Yönergeler
[1] Uygur tarihi metninde Türkiye'deki bir bölüm milliyetçilerin düştüğü konumu niteleyen sıfatların tümünü sıralayın.
[2] Kayıtlardan "sample" dizesini içeren her satırı seçin. Büyük-küçük harf ayrımı dikkate alınmalıdır.

Belge Bölümü
##########

13 Aralık 2013 Cuma

UYGARLIĞA ADINI VEREN HALK: UYGURLAR


Sinciang Uygur Özerk Bölgesi Türklerin tarihi ana yurdu, beşiğidir. Bu tarih hakkında da ne yazık ki az şey biliyoruz. Öte yandan ABD’nin bütün dünyada uyguladığı “böl-yönet” politikası uyarınca Çin’in Sinciang Uygur Bölgesi de, bölücülüğün emperyalizm ve yerel gericilikle ittifakından dolayı acı çekiyor. Türkiye’de bir bölüm milliyetçiler kendi ülkemizin bölünmesine karşı feryat ederken Çin Halk Cumhuriyeti’nin ABD çıkarları uğruna bölünmesine destek olduklarında ne denli ilkesiz, gerici ve işbirlikçi konumuna düştüklerini de göremiyorlar. Sinciang Uygur Tarihi, yalnız tarihi geçmişi aydınlatmakla kalmayıp bugüne de ışık tutan, mutlaka okunması gerekli çok önemli bir bilimsel çalışma.


TARİHSEL ANAYURDUMUZ HAKKINDA EN ÖNEMLİ KİTAP
 Sinciang Uygur Tarihi adlı kitap Kaynak Yayınları’ndan çıktı. Kitabın, konu hakkında yazılmış az sayıda benzerlerinden en dikkat çekici farkı, Sinciang Uygur Özerk Bölgesi’nin tarihi gelişimini Yeni (Cilalı) Taş Çağı’nın sonuyla Kalkolitik Çağ’ın başından (yaklaşık MÖ 5000) günümüze kadar en küçük ayrıntısıyla eksiksiz bir şekilde anlatıyor olması. Prof. Li Sheng, bölgenin barındırdığı etnik azınlıklardan dolayı yaşayageldiği sorunlarla dünya gündeminden düşmemesinden dolayı bilimsel duruştan ve konuya nesnel yaklaşımdan hiç taviz vermiyor.

##########

Görev Verileri
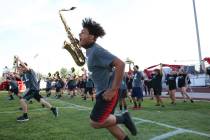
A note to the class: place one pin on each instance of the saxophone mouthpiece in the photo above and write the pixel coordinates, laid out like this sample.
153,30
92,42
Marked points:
72,8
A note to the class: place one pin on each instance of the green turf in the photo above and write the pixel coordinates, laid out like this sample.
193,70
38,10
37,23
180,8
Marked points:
73,120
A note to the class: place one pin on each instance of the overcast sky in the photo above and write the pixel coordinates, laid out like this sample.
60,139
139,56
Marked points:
147,31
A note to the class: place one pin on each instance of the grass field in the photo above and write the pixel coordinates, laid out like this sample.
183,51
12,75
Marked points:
184,121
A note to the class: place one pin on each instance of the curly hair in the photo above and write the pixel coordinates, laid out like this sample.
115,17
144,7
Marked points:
93,27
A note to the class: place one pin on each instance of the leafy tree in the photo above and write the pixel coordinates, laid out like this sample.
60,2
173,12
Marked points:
63,72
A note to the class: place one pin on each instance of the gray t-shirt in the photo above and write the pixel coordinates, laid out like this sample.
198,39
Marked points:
138,76
30,80
98,61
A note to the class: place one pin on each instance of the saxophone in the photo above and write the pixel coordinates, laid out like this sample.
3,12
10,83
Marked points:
73,47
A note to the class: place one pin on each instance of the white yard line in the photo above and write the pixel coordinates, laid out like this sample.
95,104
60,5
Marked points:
174,127
139,120
169,134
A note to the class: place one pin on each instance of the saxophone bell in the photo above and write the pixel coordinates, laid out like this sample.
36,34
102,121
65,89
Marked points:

##########

Görev Yanıtları
[1]
ilkesiz
gerici
işbirlikçi

[2]
A note to the class: place one pin on each instance of the saxophone mouthpiece in the photo above and write the pixel coordinates, laid out like this sample.
A note to the class: place one pin on each instance of the green turf in the photo above and write the pixel coordinates, laid out like this sample.
A note to the class: place one pin on each instance of the overcast sky in the photo above and write the pixel coordinates, laid out like this sample.
A note to the class: place one pin on each instance of the grass field in the photo above and write the pixel coordinates, laid out like this sample.
A note to the class: place one pin on each instance of the curly hair in the photo above and write the pixel coordinates, laid out like this sample.
A note to the class: place one pin on each instance of the leafy tree in the photo above and write the pixel coordinates, laid out like this sample.
A note to the class: place one pin on each instance of the gray t-shirt in the photo above and write the pixel coordinates, laid out like this sample.
A note to the class: place one pin on each instance of the saxophone in the photo above and write the pixel coordinates, laid out like this sample.
A note to the class: place one pin on each instance of the white yard line in the photo above and write the pixel coordinates, laid out like this sample.
A note to the class: place one pin on each instance of the saxophone bell in the photo above and write the pixel coordinates, laid out like this sample.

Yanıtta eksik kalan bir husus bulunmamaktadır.